▶ [DIRECTIONS]:
Only the lines containing the string "road" are needed; copy all of them from the listing.

▶ [DATA RECORDS]:
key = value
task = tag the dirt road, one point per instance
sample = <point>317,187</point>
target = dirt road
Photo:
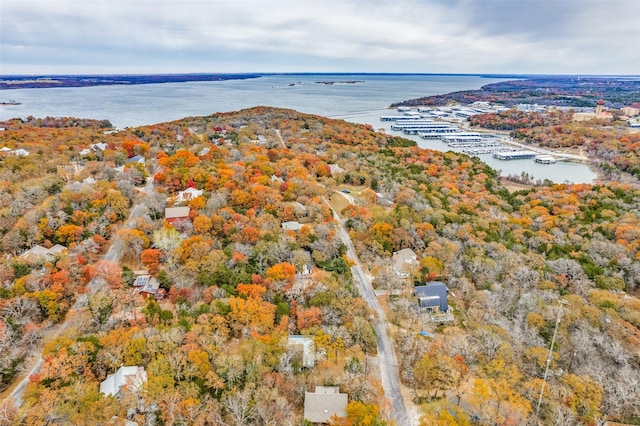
<point>386,354</point>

▶ [TASK RESULT]:
task = tag the dirt road, one point per instance
target = dirt road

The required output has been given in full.